▸ **Sección de texto**
----
El arrope, desconocido dulce de vendimia.

Dentro de la mejor tradición de nuestra gente del Condado, se encontraban algunos dulces y otras exquisiteces que el discurrir de la historia fue haciendo desaparecer de tal forma que, en la actualidad se consideran algo perdido en el tiempo y en el espacio de nuestra cultura gastronómica y repostera, como si fuera una pieza de un posible museo de artes y costumbres culinarias.

El más significativo de estos dulces, de auténtica confección casera, era el "arrope", palabra cuya raíz indica algo así como abrigar, aumentar el calor de un producto de tal forma que su propia esencia suba de grados hasta hacerse, en el caso de un líquido, gelatinosa y concentrada. La desaparición de este dulce puede estar motivada por una serie de comportamientos sociales que ya están obsoletos, al haber perdido la causa que los motivaban.

El arrope se hacía en las casas de los pequeños propietarios de los no tan felices años cuarenta, porque así obtenían las familias de nuestros viticultores un postre nutritivo, exquisito, atrayente y lo que era más importante, barato, puesto que se confeccionaba dentro del propio entorno familiar. Incluso la materia prima no comportaba gasto alguno, porque se obtenía de la propia cosecha particular de cada uno. Se trataba de restar la última carga de uvas, las que por razón natural permanecía más tiempo en las cepas y, por consiguiente, conseguía unos grados superiores a la media de lo recolectado, y de esta carga iba a salir el mosto necesario para confeccionarlos.
----
▸ **Material de estudio**
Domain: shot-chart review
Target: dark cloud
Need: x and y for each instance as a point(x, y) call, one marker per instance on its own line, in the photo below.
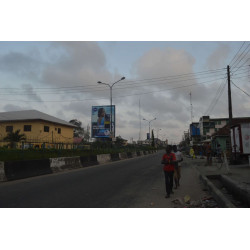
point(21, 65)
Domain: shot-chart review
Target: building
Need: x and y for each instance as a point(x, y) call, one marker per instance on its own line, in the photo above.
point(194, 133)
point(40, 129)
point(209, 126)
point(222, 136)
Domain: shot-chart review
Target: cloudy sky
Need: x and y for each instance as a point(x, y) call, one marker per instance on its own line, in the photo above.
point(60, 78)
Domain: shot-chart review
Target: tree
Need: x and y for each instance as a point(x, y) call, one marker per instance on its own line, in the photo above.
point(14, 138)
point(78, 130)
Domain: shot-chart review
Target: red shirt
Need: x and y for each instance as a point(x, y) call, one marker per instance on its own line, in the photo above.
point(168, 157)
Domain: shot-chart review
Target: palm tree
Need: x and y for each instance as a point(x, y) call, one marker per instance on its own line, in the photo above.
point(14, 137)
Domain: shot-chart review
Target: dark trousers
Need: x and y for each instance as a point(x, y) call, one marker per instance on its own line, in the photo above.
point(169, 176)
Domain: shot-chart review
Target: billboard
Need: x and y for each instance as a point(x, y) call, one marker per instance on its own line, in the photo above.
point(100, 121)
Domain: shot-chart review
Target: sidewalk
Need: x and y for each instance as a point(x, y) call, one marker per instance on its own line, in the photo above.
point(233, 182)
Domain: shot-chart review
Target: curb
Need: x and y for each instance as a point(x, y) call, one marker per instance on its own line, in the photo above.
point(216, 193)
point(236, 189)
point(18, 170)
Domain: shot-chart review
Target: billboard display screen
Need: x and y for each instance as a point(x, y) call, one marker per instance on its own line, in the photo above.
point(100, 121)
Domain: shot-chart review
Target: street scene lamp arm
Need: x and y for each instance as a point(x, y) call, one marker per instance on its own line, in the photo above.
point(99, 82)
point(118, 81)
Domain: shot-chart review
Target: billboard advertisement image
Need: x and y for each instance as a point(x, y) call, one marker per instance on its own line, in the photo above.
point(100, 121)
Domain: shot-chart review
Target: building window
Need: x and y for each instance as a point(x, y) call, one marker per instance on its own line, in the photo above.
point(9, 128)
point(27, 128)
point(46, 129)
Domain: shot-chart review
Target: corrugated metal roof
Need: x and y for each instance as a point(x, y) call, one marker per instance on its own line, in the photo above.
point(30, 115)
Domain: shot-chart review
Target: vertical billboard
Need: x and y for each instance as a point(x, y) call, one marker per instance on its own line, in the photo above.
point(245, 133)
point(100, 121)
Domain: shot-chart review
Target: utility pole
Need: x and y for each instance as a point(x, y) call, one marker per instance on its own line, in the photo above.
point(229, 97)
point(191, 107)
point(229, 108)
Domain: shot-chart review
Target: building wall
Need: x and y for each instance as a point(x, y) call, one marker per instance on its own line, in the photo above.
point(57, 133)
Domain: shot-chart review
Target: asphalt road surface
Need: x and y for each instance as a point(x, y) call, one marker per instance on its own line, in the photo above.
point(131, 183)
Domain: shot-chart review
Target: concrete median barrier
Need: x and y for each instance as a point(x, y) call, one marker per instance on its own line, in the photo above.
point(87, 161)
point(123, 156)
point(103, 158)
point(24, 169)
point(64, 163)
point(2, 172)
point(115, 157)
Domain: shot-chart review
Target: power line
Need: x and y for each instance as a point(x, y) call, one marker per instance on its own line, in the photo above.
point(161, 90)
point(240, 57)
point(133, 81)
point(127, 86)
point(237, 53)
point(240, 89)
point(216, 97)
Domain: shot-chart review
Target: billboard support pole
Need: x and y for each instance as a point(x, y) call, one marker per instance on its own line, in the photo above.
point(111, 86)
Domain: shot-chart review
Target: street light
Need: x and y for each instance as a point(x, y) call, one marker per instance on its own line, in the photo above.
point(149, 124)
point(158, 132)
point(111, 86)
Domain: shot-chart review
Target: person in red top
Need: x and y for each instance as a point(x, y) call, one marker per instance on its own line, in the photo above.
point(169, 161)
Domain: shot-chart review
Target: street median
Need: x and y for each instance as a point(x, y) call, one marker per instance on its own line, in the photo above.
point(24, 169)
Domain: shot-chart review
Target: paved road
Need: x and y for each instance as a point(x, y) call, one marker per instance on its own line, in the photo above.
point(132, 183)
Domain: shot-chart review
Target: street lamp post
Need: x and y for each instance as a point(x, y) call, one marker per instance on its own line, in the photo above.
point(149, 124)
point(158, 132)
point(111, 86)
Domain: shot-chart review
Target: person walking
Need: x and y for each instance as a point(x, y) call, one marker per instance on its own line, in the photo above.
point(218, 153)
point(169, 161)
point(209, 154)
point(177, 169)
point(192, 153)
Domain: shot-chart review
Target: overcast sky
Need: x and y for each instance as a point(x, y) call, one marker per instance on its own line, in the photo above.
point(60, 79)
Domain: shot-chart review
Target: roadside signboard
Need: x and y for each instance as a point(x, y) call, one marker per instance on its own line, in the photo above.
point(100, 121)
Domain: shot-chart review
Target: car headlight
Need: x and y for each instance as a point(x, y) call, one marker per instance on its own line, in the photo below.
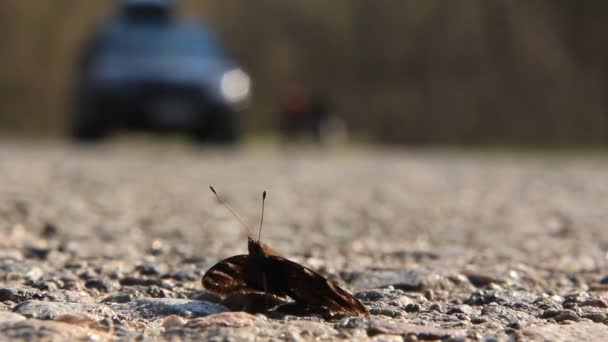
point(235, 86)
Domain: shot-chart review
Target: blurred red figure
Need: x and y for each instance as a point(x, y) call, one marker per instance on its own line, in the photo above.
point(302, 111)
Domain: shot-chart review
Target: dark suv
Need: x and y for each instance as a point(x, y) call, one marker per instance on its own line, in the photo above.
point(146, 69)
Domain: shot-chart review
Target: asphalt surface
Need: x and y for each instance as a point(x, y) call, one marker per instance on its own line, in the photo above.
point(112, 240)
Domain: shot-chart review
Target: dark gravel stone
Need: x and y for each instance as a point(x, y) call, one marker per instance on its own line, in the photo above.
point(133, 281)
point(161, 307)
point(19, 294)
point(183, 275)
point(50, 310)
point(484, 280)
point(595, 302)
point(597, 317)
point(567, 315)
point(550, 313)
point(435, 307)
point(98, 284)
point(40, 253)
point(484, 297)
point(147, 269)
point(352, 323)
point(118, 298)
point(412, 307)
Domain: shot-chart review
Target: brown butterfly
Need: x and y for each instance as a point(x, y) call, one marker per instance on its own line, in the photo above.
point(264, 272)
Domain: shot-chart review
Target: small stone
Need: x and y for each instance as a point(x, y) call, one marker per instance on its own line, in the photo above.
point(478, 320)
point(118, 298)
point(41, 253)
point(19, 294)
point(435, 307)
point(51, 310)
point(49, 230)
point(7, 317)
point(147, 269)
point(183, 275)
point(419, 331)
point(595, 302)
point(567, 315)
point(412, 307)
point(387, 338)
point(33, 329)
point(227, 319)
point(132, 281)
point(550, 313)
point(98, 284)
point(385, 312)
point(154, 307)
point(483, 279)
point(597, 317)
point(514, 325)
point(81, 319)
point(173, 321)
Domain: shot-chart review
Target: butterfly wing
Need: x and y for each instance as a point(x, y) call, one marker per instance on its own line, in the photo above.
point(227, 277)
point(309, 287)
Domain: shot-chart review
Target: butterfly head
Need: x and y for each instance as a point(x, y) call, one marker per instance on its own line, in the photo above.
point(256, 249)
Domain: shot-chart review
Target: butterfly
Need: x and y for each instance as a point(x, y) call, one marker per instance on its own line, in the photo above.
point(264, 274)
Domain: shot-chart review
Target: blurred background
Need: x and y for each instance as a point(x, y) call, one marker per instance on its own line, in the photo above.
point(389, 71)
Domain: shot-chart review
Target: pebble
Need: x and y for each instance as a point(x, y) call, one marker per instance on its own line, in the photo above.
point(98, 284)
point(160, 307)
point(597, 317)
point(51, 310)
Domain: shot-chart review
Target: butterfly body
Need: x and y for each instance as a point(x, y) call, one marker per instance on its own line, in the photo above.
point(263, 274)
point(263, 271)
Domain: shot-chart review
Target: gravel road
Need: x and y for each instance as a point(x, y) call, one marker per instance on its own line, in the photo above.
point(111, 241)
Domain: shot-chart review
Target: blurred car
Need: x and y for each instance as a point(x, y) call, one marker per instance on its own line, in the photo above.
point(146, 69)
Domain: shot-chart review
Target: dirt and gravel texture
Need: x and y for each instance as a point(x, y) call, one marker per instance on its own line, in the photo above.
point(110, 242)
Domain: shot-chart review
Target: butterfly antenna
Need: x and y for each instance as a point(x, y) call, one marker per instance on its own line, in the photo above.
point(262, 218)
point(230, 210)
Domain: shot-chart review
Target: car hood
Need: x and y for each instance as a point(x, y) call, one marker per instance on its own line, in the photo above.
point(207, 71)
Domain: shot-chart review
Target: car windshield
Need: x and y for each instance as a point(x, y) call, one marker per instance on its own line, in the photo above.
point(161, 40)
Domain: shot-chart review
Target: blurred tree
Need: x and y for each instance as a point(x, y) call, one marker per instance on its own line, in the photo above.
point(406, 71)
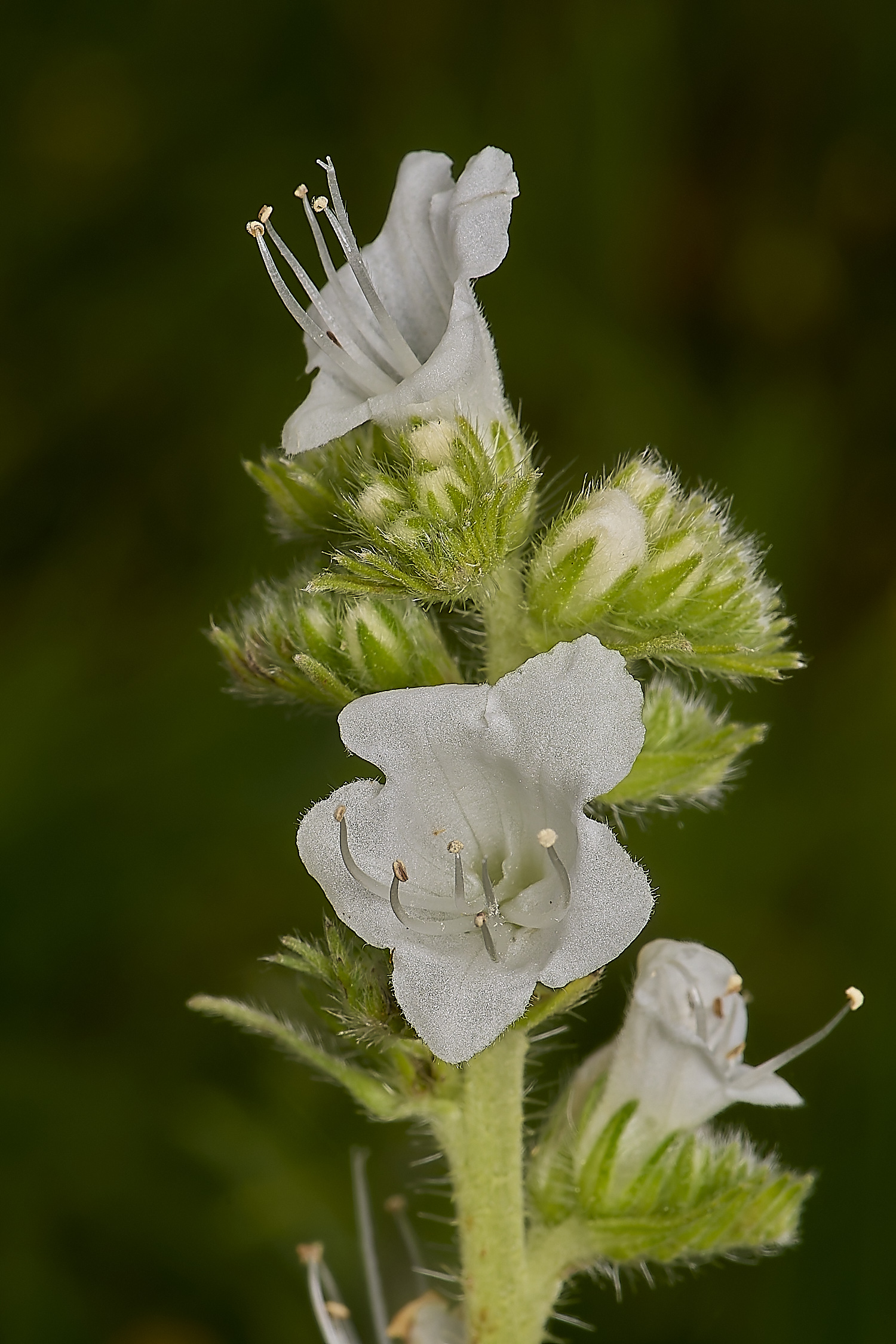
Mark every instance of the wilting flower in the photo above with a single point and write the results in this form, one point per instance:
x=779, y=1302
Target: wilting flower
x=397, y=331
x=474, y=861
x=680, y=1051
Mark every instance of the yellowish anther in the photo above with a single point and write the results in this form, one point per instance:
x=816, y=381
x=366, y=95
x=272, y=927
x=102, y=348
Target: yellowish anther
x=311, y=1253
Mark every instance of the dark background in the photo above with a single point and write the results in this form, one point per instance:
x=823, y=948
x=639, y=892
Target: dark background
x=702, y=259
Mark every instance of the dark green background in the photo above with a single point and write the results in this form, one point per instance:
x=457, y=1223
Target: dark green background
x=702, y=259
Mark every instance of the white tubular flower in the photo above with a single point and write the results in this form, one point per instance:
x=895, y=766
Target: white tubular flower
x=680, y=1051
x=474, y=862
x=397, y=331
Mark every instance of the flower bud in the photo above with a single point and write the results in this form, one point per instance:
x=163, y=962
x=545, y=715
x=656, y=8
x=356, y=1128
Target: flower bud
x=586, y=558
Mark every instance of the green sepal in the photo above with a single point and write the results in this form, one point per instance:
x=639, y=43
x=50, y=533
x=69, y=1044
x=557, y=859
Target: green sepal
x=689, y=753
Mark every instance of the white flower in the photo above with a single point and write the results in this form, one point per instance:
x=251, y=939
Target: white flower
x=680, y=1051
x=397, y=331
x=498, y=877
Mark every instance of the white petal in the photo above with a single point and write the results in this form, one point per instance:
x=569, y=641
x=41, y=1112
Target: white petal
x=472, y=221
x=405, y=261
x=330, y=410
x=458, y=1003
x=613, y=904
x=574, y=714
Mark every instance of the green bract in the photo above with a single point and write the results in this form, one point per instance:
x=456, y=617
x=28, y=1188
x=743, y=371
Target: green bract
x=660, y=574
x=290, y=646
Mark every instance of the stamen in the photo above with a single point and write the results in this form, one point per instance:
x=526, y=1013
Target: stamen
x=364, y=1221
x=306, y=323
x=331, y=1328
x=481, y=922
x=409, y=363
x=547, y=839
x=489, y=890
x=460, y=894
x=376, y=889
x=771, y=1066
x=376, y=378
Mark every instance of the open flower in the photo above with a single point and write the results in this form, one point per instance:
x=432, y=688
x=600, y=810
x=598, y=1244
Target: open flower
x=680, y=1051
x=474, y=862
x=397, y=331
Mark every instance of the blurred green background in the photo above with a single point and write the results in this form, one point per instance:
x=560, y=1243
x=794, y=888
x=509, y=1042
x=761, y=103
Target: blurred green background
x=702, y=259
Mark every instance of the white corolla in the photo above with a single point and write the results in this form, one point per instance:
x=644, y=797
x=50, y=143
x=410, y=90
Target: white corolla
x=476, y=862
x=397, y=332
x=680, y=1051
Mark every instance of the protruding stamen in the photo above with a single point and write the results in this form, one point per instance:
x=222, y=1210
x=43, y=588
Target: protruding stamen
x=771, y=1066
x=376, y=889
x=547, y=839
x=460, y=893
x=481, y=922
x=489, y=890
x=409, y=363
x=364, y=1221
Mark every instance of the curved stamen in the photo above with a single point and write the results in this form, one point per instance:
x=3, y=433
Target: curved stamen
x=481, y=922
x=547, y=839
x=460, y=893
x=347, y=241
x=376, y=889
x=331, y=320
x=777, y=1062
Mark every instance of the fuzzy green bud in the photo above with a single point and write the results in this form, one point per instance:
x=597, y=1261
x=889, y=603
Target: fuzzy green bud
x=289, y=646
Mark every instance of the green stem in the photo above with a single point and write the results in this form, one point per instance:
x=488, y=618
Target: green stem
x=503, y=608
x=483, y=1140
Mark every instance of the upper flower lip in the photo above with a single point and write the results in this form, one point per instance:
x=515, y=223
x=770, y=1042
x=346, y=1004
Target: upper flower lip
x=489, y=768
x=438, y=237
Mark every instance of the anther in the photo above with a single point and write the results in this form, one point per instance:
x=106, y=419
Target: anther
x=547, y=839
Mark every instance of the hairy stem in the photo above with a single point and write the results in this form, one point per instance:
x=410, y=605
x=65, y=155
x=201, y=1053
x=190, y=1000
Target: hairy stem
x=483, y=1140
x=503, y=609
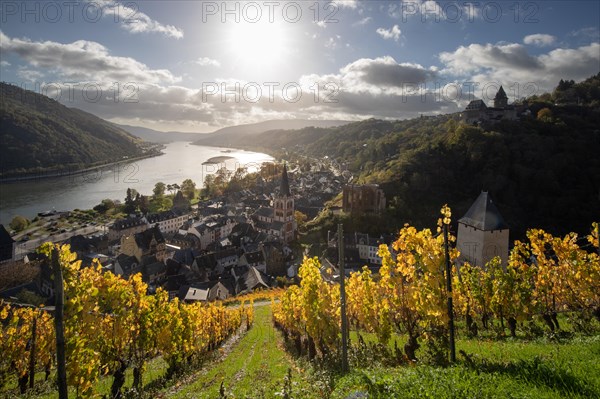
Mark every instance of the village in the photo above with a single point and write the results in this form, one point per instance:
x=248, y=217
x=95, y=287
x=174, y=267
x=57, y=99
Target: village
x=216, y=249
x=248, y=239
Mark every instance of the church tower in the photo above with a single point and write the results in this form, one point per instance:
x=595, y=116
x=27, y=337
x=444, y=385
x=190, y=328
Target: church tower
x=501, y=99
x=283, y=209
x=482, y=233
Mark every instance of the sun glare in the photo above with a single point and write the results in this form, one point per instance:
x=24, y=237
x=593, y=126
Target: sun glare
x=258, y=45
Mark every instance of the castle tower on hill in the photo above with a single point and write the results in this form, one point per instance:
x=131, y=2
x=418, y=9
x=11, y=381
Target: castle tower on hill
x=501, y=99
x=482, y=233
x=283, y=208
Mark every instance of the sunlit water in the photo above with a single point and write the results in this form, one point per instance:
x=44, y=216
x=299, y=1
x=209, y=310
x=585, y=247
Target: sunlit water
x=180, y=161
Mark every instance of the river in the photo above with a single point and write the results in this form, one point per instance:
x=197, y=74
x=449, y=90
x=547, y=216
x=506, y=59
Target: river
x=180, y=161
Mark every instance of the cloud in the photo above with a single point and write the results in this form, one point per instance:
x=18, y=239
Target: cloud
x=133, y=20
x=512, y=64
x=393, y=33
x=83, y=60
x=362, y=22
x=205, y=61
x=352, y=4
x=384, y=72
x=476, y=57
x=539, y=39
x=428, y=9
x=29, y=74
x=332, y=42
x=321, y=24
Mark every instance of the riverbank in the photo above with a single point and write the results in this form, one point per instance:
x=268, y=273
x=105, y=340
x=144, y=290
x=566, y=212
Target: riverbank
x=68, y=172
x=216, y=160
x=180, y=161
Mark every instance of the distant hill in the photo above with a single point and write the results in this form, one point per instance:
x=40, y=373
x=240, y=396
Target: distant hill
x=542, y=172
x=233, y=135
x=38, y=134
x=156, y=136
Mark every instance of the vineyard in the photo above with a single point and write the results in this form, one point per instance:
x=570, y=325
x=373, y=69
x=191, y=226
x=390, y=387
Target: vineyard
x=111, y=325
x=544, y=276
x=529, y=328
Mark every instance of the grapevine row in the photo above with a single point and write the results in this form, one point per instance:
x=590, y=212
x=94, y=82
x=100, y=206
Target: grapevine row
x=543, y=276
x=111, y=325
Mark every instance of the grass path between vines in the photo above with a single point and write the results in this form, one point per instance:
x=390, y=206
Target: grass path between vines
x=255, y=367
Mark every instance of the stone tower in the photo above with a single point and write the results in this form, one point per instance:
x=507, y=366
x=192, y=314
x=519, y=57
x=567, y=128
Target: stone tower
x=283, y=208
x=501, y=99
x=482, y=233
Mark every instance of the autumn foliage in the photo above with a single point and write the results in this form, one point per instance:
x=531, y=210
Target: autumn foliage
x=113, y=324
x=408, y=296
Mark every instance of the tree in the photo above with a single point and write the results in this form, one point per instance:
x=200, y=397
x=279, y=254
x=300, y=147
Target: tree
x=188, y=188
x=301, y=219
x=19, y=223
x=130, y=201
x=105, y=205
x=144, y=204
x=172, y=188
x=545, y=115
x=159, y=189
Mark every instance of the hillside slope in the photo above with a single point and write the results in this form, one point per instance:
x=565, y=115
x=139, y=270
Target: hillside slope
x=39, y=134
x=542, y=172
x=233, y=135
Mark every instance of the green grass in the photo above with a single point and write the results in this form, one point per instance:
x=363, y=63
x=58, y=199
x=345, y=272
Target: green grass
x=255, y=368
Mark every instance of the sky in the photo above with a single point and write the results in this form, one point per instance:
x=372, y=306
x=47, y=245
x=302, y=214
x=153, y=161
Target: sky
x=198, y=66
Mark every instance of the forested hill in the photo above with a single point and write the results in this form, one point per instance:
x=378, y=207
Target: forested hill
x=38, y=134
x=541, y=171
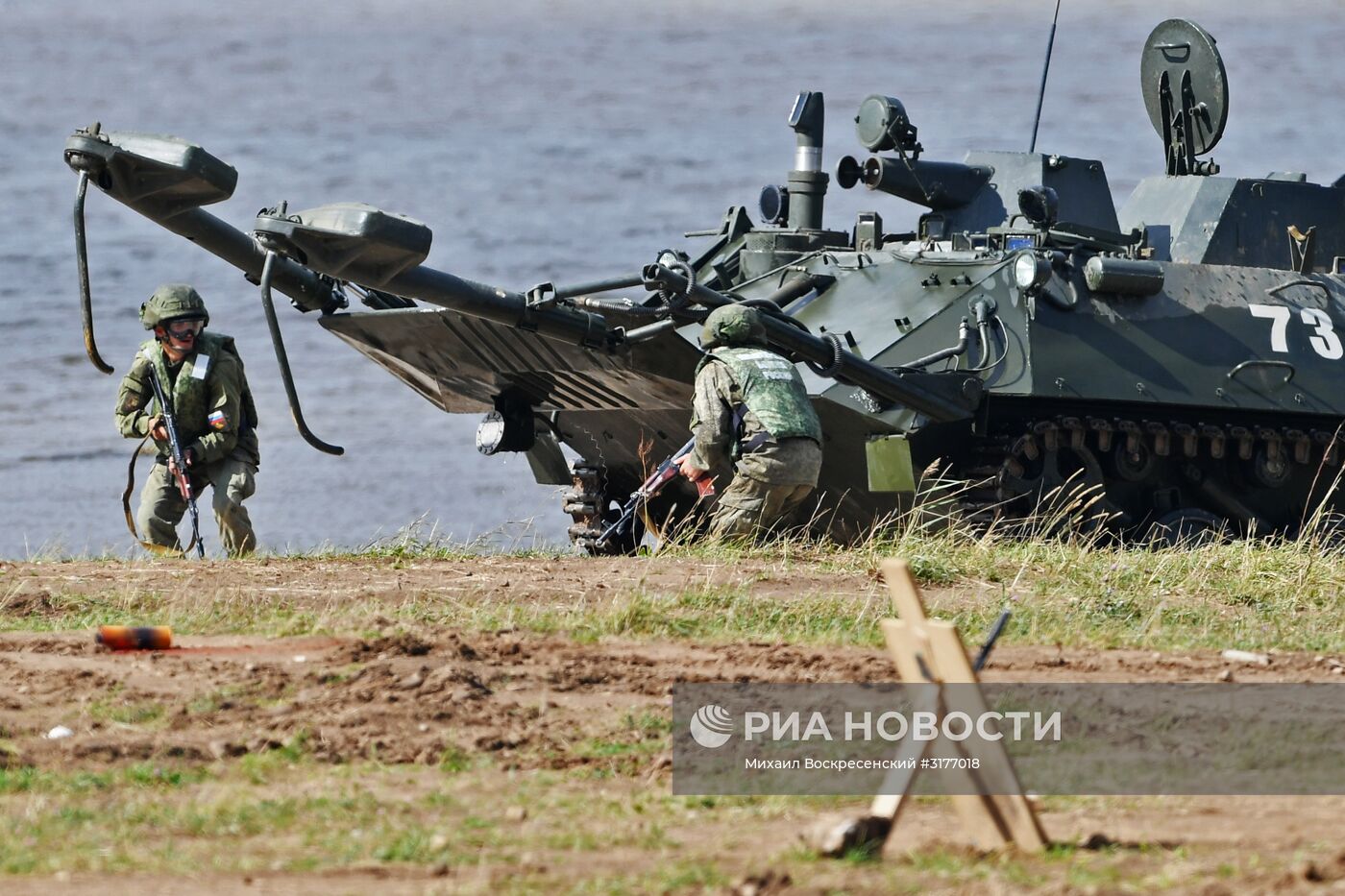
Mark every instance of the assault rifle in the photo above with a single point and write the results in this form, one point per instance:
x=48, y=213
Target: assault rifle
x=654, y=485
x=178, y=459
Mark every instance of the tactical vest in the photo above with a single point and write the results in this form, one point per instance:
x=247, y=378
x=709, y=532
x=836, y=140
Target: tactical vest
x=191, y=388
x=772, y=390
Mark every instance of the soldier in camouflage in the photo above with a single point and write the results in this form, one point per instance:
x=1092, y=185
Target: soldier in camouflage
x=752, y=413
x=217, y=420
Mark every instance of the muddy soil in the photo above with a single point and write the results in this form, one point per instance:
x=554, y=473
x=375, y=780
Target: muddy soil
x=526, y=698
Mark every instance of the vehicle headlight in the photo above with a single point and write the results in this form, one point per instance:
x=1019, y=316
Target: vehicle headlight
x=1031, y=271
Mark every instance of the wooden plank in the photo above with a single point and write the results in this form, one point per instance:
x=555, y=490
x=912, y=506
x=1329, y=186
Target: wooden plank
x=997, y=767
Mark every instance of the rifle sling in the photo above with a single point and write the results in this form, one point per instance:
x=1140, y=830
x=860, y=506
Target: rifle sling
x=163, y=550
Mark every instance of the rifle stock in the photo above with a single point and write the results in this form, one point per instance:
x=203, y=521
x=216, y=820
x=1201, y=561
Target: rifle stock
----
▸ **Preguntas de estudio**
1. Convierte en una lista breve el párrafo del texto sobre el arrope que comienza con "El arrope se hacía en las casas", sin perder sus datos principales.
2. Escribe la continuación del texto sobre el arrope a partir de su última oración.

▸ **Tus respuestas escritas**
1.
- Se elaboraba en las casas de los pequeños propietarios durante los no tan felices años cuarenta.
- Proporcionaba a las familias de viticultores un postre nutritivo, exquisito, atrayente y, sobre todo, barato, porque se hacía dentro del propio entorno familiar.
- La materia prima no suponía gasto alguno, ya que procedía de la cosecha particular de cada familia.
- Se empleaba la última carga de uvas. Al permanecer más tiempo en las cepas, esas uvas alcanzaban más grados que la media de lo recolectado, y de ellas salía el mosto necesario.

2.
Para su preparación, el mosto se depositaba en tinajas de barro cocido, desde hacía unos días, mezclado con tierra albariza para que decantara y estuviera todo lo claro que se necesitaba para verterlos sobre los peroles de cobre o de metal. Limpio y desinfectado, porque en las propias tinajas se le había suministrado un canto de pajuela para evitar cualquier acción microbiana, comenzaba a hervir este mosto y en unas horas, todo era hervido, para pasar después a esmuparlo. Y así, hasta el punto óptimo, cuando el ojo clínico de las señoras decretaba que aquello estaba en el momento idóneo para proceder a echarle las llamadas “tajadillas” de sidra, calabaza o boniato, previamente preparadas. El arrope presentaba un color amarillo oro, atrayente y oloroso, que presagiaba un gusto inconfundible a la hora de ser consumido.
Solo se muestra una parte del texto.